===== Data to use =====
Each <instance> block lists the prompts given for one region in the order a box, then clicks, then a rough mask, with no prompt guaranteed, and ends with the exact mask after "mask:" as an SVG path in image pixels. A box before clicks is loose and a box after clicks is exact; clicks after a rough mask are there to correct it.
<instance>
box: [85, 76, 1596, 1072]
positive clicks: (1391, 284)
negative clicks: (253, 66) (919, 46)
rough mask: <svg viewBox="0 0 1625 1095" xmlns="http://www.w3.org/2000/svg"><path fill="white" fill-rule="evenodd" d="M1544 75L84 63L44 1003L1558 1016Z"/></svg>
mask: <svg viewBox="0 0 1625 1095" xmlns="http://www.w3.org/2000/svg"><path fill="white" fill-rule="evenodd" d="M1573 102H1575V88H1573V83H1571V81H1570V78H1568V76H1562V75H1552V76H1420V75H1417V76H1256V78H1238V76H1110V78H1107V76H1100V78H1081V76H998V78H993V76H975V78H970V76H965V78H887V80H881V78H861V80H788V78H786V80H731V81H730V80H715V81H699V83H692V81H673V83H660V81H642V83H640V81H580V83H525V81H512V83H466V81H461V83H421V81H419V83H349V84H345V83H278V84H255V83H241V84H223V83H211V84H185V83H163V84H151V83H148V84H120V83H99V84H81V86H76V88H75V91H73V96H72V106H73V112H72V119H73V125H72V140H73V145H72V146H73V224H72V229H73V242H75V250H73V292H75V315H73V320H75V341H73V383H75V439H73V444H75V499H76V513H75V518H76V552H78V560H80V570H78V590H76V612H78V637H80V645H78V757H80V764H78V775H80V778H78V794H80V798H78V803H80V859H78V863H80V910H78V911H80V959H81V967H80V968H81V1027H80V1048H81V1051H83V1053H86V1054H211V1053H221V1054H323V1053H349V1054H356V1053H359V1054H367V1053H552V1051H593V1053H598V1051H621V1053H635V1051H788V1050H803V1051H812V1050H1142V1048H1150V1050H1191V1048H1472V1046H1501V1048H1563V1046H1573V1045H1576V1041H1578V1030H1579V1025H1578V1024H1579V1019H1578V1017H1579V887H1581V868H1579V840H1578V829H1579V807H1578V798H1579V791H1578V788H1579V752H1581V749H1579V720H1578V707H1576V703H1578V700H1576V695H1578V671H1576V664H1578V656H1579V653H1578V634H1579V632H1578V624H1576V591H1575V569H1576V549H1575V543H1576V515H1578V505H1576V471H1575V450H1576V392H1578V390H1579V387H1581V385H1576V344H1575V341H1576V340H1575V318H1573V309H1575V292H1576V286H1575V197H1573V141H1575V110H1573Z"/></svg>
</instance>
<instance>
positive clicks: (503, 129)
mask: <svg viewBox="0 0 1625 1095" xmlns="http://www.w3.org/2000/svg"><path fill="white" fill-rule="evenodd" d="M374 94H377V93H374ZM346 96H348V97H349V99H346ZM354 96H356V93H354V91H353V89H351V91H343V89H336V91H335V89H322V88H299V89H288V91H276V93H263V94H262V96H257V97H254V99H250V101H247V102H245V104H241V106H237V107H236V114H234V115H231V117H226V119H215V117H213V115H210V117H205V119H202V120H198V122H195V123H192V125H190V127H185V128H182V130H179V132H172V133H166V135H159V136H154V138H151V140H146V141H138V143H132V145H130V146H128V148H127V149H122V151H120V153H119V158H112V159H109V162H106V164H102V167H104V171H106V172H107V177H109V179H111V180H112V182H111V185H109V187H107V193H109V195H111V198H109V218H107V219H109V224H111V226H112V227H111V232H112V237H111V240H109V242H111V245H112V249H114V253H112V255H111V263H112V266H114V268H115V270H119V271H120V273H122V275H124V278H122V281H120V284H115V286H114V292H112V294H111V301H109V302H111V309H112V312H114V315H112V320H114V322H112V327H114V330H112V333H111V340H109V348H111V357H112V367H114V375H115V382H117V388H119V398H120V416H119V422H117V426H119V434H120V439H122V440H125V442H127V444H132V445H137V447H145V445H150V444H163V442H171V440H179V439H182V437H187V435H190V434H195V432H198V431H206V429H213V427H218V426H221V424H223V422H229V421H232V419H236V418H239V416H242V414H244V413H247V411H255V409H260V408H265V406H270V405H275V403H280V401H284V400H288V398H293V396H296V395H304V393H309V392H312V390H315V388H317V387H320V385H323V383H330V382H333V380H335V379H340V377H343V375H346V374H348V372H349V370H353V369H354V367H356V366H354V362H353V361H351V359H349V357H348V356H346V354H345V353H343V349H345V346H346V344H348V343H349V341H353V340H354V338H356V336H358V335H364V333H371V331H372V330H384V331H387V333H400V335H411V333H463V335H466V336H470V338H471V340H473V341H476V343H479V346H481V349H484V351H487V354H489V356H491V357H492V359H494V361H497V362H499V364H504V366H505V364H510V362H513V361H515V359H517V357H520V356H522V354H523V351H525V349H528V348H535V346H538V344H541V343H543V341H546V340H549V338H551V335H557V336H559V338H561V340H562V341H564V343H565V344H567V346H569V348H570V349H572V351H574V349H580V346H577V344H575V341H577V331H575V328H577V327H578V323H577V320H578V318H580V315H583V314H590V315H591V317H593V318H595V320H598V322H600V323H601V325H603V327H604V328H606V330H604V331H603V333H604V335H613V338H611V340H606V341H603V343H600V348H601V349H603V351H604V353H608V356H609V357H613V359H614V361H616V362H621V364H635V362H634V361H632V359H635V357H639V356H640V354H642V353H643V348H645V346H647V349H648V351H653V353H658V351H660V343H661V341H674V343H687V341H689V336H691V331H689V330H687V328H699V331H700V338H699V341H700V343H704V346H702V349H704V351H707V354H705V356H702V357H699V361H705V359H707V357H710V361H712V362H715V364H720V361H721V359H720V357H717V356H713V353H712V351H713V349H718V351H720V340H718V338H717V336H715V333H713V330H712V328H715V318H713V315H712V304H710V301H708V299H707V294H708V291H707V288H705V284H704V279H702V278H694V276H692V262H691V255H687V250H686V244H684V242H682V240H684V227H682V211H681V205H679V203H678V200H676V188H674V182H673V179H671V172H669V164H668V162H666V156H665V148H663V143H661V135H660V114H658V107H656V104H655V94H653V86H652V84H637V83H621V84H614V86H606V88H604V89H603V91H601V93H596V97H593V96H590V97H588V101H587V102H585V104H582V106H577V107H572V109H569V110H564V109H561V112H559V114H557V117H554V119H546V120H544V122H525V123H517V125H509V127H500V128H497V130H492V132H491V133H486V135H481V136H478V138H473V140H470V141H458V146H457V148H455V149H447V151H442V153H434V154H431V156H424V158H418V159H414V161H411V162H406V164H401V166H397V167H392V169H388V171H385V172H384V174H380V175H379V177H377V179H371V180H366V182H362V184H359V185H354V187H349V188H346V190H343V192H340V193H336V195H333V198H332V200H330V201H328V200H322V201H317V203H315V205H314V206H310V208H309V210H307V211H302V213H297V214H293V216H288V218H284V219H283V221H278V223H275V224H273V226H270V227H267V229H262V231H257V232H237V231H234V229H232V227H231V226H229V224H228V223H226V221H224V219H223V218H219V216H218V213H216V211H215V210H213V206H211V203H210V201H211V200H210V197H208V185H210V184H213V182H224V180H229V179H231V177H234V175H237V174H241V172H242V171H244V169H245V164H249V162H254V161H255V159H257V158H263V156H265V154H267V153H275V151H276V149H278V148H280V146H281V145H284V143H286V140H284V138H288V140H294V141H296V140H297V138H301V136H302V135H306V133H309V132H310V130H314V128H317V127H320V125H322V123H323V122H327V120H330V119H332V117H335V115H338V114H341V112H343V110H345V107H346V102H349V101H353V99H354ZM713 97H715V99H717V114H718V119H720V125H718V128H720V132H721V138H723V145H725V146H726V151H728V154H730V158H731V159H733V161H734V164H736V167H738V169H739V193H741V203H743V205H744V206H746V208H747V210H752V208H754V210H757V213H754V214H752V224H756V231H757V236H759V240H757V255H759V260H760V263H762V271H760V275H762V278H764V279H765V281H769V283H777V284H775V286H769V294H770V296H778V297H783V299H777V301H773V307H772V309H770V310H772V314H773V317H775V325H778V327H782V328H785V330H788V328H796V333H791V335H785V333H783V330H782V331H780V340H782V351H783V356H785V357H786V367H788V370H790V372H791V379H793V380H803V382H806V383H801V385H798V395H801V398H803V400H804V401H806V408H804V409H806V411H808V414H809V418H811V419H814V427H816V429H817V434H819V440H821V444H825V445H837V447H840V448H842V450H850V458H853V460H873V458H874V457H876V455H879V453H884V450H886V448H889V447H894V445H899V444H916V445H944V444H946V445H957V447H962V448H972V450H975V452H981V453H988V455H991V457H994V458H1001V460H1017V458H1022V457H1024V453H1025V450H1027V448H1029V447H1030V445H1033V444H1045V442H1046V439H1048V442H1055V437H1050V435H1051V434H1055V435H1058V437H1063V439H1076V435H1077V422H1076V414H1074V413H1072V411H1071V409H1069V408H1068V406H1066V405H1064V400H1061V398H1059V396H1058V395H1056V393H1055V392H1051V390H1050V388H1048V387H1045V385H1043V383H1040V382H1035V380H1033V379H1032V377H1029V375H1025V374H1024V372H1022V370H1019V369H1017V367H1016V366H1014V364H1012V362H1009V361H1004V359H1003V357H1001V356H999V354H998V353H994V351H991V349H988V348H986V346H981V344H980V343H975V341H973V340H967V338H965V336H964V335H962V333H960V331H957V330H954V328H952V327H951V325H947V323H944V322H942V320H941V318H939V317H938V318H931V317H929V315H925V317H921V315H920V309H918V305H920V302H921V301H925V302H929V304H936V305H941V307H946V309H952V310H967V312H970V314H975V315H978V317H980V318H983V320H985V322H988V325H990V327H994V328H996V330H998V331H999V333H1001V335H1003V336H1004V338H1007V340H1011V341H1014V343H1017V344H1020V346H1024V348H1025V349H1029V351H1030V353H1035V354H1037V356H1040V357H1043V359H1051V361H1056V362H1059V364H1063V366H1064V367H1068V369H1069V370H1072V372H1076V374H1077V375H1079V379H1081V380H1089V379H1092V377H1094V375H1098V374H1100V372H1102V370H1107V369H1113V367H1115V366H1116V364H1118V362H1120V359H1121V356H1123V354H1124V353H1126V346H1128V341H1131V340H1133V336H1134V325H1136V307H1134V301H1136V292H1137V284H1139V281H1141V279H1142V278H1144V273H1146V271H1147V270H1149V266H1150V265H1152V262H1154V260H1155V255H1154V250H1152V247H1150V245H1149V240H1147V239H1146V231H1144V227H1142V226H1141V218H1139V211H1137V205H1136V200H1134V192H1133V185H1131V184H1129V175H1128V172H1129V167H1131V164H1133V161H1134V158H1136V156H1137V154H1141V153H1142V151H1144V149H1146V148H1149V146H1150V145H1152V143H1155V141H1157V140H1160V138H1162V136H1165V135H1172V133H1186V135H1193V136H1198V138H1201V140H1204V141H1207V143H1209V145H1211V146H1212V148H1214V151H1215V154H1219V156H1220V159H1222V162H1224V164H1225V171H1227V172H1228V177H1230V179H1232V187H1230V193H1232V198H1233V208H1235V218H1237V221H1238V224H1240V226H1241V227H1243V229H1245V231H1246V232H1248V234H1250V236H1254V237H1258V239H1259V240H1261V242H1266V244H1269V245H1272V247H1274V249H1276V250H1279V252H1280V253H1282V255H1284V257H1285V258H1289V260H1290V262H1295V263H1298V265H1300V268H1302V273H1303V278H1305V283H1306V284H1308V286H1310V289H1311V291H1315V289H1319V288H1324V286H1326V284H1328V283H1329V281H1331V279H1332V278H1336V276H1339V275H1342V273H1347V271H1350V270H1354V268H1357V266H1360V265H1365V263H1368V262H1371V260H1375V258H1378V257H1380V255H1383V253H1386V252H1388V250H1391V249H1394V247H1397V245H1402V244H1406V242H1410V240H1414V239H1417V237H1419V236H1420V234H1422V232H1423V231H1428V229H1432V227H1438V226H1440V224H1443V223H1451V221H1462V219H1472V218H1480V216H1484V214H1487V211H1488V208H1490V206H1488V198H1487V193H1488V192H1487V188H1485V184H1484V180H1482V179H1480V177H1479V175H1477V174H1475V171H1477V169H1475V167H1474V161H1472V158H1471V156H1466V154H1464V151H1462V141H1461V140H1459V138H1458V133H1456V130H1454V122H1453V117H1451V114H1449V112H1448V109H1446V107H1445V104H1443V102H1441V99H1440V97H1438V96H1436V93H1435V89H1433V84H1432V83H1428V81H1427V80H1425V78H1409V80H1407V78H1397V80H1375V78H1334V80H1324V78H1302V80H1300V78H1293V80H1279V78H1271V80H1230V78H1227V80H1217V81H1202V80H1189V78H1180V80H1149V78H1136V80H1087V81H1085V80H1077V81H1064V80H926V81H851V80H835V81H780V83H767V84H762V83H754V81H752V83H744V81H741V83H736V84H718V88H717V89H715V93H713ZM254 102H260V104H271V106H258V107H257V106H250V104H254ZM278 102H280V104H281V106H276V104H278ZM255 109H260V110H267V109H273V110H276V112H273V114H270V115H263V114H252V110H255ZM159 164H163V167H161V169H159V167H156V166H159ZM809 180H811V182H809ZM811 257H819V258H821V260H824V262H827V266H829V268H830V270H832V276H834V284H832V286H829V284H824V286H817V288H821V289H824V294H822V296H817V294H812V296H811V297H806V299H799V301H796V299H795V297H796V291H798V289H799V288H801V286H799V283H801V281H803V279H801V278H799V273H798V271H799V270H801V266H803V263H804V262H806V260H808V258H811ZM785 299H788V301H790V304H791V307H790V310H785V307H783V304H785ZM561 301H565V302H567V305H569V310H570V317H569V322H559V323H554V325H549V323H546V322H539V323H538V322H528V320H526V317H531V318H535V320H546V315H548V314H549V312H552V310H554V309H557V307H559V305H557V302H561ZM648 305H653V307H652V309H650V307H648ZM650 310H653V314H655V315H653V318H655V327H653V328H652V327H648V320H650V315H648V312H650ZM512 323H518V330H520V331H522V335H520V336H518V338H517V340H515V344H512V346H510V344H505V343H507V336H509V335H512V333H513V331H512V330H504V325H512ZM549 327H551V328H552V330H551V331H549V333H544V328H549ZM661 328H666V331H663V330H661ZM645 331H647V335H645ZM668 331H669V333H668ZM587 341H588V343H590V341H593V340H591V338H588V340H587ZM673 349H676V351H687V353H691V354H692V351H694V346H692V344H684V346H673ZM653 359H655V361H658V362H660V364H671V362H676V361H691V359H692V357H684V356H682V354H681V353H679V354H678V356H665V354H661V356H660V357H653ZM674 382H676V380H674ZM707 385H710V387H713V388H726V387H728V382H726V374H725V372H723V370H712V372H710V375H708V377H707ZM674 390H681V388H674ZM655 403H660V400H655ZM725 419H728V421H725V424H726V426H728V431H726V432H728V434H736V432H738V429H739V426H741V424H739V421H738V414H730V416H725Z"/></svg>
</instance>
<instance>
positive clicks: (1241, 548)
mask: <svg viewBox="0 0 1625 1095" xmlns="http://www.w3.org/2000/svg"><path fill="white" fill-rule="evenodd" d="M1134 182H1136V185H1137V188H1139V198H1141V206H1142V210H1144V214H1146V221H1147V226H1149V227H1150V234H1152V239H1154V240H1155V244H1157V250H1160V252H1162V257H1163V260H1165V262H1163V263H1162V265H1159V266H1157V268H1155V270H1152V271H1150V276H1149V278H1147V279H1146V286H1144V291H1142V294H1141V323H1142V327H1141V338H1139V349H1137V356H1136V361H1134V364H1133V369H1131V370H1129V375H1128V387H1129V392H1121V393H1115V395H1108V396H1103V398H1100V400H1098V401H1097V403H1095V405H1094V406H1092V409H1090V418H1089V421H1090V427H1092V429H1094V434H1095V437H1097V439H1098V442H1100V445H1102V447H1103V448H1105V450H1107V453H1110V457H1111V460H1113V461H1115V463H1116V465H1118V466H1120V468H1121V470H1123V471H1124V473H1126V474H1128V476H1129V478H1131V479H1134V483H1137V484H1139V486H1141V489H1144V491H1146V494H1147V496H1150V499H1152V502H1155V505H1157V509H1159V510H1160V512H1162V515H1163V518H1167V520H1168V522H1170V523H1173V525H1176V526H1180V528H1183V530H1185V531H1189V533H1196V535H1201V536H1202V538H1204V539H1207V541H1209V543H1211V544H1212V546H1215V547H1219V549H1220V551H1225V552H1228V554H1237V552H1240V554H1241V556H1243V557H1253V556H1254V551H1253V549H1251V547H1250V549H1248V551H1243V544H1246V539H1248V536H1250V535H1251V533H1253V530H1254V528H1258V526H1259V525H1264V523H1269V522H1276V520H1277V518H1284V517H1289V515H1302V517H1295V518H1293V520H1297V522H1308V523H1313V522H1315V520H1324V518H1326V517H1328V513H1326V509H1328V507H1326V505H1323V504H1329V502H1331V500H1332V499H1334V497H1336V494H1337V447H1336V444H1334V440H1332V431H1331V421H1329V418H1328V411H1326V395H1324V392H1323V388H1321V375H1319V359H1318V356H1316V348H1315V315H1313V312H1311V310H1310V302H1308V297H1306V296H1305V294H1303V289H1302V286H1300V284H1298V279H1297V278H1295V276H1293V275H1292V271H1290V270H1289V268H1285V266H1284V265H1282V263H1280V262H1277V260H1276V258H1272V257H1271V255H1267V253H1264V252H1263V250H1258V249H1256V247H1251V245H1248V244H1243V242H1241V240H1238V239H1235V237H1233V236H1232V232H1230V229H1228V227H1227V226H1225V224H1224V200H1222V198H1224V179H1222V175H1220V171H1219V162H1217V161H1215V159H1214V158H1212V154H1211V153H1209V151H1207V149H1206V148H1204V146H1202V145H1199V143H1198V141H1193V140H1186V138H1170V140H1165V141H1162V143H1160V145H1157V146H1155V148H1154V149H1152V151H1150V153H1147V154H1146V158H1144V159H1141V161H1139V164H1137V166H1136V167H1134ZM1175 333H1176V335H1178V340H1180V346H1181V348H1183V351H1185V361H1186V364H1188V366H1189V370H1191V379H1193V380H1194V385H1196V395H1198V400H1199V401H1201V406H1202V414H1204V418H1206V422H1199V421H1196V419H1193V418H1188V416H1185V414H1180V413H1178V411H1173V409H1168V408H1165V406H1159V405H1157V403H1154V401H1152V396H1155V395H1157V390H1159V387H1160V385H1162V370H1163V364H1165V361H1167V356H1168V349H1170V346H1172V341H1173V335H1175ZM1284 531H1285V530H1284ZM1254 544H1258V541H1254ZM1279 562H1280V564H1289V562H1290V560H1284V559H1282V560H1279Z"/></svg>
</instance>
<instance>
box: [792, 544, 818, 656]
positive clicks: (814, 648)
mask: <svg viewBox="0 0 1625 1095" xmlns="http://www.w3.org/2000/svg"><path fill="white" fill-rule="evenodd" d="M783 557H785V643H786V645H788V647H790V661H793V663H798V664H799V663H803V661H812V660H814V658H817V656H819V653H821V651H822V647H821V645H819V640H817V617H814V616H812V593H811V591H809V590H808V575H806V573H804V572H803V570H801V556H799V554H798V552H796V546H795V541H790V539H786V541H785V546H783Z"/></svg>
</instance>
=====
* [Job item]: Reproduce everything from the start of the lines above down to the line containing "rough mask: <svg", including that line.

* [Exercise response]:
Each <instance> block lists the prompts given for one region in the order a box, then clicks, then a rough mask, with no prompt guaranteed, and ends with the exact mask after "mask:" as an SVG path in image pixels. A box before clicks is loose and a box after clicks is exact; clicks after a rough mask are there to correct it.
<instance>
box: [85, 76, 1596, 1072]
positive clicks: (1391, 284)
negative clicks: (253, 66) (919, 46)
rough mask: <svg viewBox="0 0 1625 1095" xmlns="http://www.w3.org/2000/svg"><path fill="white" fill-rule="evenodd" d="M1544 75L84 63L44 1003L1558 1016Z"/></svg>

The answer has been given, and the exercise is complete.